» The task
Say how many lines of the listing below hold the string "green", and say nothing else.

BEGIN Information supplied

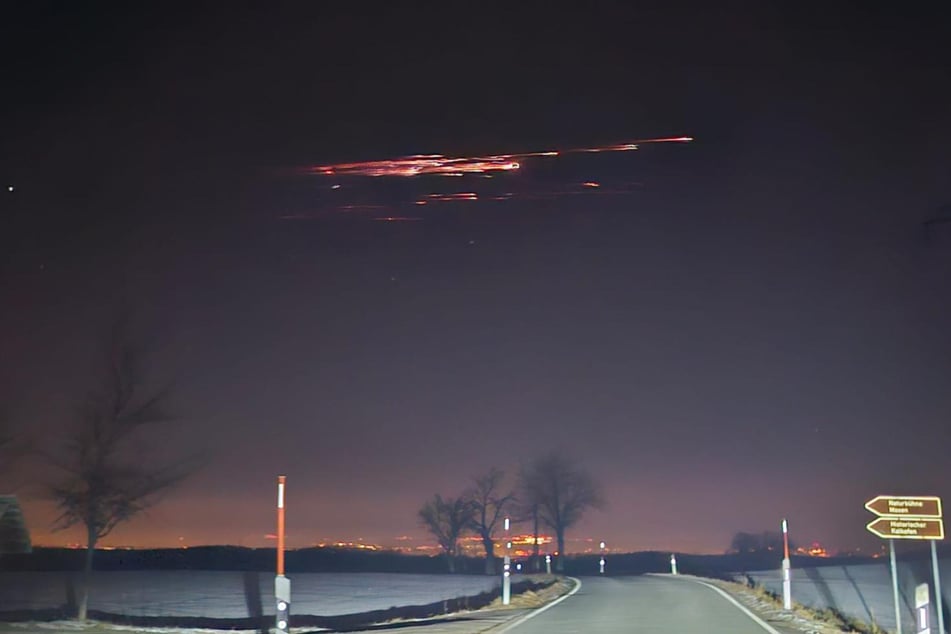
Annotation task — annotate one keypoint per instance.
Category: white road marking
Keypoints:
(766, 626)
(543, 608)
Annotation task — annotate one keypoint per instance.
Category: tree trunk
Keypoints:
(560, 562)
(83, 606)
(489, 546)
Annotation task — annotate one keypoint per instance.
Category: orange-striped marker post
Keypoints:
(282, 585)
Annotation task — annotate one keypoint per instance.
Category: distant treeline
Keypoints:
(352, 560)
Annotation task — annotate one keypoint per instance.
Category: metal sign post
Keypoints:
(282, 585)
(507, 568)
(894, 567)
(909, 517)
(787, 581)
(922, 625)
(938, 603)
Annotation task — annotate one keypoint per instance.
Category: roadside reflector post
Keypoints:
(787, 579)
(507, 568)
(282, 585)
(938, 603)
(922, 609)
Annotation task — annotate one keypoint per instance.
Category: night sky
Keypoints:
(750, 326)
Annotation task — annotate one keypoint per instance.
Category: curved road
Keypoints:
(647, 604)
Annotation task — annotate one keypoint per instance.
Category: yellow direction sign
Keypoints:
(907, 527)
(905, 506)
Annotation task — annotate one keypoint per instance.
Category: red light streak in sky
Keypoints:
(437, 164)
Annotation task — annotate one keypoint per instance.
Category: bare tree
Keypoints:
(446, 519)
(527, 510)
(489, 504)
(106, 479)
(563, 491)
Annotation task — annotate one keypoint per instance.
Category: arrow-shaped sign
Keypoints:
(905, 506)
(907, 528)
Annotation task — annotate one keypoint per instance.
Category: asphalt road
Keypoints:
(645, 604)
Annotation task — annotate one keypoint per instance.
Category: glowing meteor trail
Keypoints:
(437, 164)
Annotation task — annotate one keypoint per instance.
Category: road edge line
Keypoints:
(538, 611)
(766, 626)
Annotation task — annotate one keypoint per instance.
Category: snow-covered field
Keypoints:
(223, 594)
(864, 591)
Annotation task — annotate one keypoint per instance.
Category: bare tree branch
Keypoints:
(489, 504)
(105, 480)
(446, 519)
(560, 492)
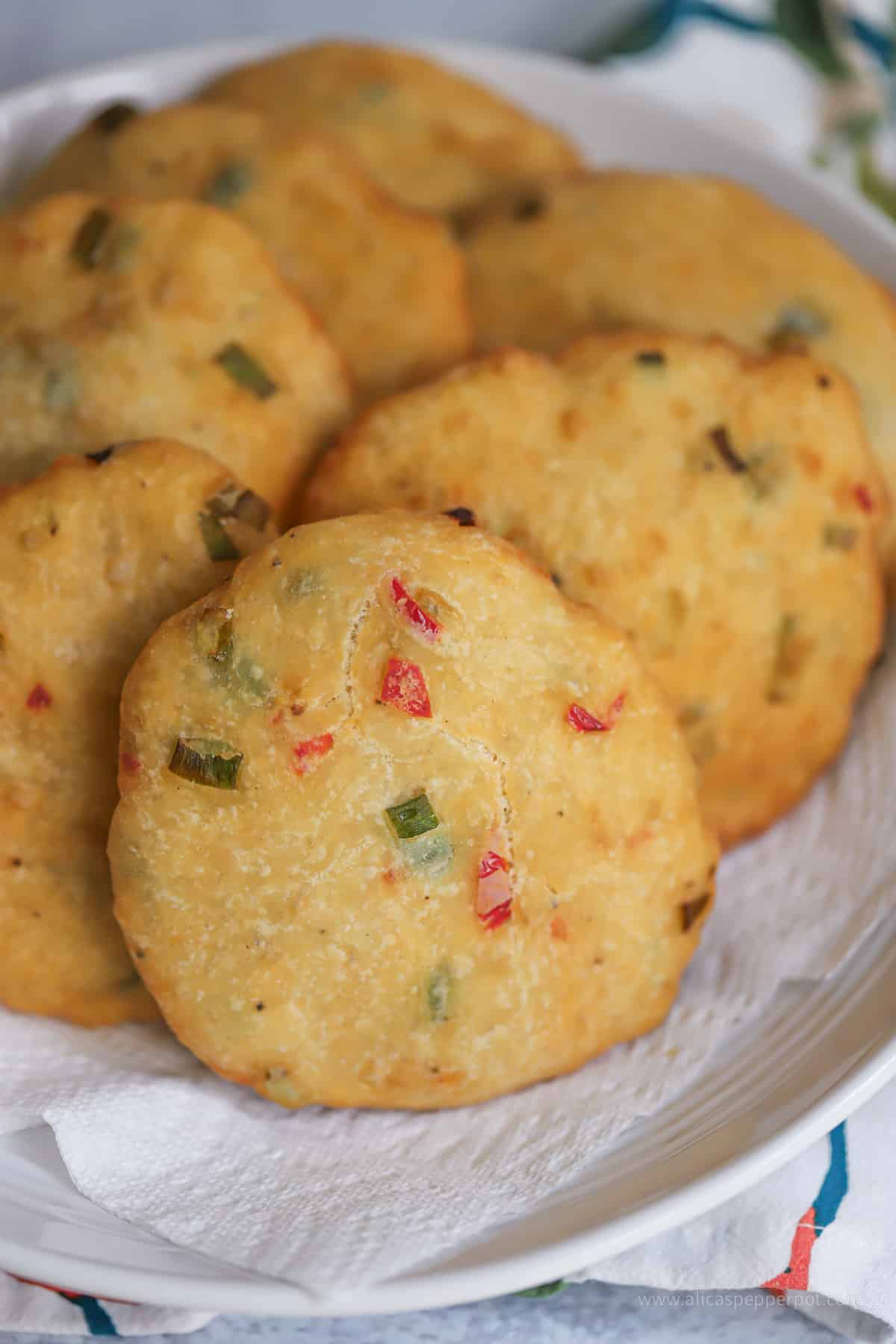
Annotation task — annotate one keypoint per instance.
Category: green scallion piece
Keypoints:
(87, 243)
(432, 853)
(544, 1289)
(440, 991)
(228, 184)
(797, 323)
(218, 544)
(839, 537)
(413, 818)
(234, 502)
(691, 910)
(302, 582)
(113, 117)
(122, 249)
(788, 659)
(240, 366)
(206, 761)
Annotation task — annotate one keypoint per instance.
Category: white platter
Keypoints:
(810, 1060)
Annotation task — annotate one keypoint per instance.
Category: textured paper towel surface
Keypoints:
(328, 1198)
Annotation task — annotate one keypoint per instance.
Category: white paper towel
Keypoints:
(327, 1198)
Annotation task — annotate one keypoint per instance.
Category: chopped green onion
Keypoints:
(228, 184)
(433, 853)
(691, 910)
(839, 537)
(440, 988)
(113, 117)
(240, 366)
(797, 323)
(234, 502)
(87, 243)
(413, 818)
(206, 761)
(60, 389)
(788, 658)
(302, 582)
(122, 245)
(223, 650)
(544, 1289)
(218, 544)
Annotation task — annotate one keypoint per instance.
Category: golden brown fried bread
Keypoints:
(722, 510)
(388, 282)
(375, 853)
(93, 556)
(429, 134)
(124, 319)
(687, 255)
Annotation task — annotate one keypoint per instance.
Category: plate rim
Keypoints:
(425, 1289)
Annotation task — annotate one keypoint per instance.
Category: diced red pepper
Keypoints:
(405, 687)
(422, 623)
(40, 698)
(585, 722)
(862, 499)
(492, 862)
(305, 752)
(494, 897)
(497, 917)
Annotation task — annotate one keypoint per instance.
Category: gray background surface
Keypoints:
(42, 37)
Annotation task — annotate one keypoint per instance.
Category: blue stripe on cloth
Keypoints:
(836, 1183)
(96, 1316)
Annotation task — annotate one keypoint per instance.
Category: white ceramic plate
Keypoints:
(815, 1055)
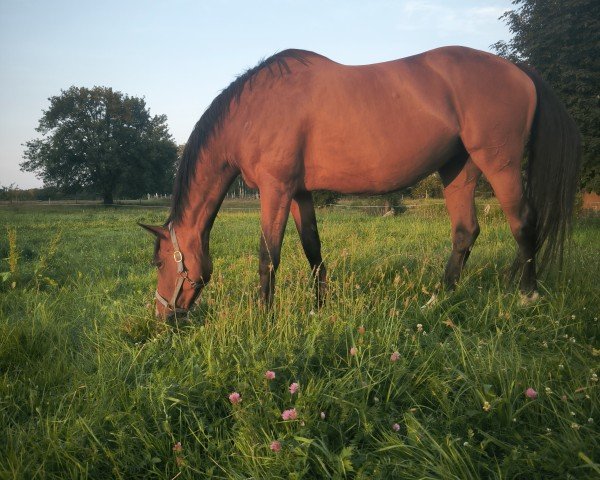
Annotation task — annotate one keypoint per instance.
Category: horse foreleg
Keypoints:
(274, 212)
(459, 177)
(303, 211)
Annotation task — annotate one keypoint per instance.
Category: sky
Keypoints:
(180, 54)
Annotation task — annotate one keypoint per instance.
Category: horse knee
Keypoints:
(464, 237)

END Information supplied
BEGIN Information supplied

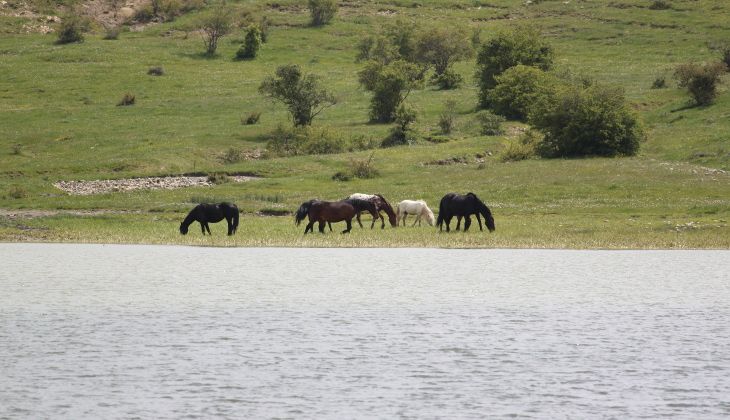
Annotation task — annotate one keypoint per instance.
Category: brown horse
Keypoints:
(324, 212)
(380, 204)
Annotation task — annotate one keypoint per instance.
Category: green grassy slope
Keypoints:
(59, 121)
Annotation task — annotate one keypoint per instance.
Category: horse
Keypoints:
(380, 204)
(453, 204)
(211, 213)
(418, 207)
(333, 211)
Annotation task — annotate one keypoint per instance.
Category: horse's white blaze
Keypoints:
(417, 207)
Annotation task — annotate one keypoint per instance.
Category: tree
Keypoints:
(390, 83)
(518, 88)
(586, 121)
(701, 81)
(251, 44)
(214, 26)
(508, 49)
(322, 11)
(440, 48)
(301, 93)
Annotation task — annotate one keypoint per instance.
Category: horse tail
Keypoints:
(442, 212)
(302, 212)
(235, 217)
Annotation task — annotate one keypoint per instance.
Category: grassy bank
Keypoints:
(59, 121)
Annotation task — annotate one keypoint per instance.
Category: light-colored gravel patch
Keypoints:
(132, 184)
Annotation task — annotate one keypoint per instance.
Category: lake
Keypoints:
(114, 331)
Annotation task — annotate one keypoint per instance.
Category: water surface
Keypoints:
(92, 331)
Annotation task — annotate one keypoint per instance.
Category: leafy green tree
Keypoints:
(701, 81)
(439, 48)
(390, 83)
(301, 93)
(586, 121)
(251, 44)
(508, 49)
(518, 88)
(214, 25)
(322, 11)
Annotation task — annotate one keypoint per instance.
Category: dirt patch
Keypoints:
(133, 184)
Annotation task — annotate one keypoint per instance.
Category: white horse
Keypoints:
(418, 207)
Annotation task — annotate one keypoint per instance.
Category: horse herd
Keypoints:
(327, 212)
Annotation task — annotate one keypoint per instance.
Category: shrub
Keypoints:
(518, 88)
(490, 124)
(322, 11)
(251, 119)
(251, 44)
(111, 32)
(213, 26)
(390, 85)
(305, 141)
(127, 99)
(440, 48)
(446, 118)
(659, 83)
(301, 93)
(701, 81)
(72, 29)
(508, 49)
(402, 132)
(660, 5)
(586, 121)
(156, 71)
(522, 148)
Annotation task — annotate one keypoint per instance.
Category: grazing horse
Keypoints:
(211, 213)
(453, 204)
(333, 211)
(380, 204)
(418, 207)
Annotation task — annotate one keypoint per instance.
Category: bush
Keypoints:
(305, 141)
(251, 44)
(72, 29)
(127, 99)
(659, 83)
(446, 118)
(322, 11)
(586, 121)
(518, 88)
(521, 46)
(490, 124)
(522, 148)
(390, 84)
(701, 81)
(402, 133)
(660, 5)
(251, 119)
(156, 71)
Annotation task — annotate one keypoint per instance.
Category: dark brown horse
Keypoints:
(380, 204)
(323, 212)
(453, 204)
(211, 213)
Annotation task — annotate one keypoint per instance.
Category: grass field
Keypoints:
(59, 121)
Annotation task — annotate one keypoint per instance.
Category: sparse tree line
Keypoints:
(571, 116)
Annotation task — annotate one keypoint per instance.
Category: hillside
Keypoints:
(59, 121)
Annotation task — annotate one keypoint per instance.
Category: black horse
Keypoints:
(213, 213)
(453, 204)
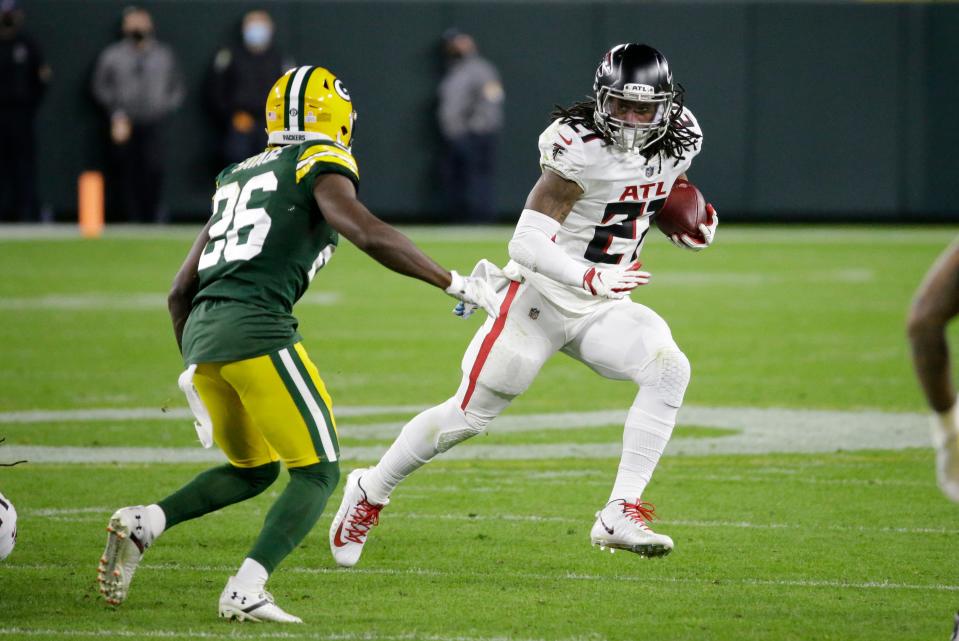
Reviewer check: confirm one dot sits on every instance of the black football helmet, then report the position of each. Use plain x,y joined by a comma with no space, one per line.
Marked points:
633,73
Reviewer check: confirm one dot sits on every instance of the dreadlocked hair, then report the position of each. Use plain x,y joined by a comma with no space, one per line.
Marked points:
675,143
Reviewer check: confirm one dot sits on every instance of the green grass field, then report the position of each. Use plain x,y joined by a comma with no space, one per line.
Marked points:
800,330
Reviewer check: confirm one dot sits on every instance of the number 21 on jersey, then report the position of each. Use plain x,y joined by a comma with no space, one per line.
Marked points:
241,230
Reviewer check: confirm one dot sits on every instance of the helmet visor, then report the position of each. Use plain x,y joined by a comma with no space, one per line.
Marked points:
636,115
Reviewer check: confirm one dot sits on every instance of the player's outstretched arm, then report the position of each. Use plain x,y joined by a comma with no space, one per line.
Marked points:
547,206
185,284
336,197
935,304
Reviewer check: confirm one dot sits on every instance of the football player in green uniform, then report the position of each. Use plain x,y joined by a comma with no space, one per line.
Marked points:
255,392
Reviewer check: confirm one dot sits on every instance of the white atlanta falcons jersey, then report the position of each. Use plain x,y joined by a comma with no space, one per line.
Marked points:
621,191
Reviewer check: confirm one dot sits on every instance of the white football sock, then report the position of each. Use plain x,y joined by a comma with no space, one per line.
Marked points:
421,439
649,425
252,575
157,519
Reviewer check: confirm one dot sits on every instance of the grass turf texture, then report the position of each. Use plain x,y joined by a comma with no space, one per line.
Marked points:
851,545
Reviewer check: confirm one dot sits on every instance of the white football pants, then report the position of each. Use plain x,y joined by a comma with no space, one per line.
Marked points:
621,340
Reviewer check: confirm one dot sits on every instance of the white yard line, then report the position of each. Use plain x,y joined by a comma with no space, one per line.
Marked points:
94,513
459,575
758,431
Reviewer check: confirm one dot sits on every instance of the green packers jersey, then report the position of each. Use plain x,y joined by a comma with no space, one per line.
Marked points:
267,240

END Information supplied

» Response area
7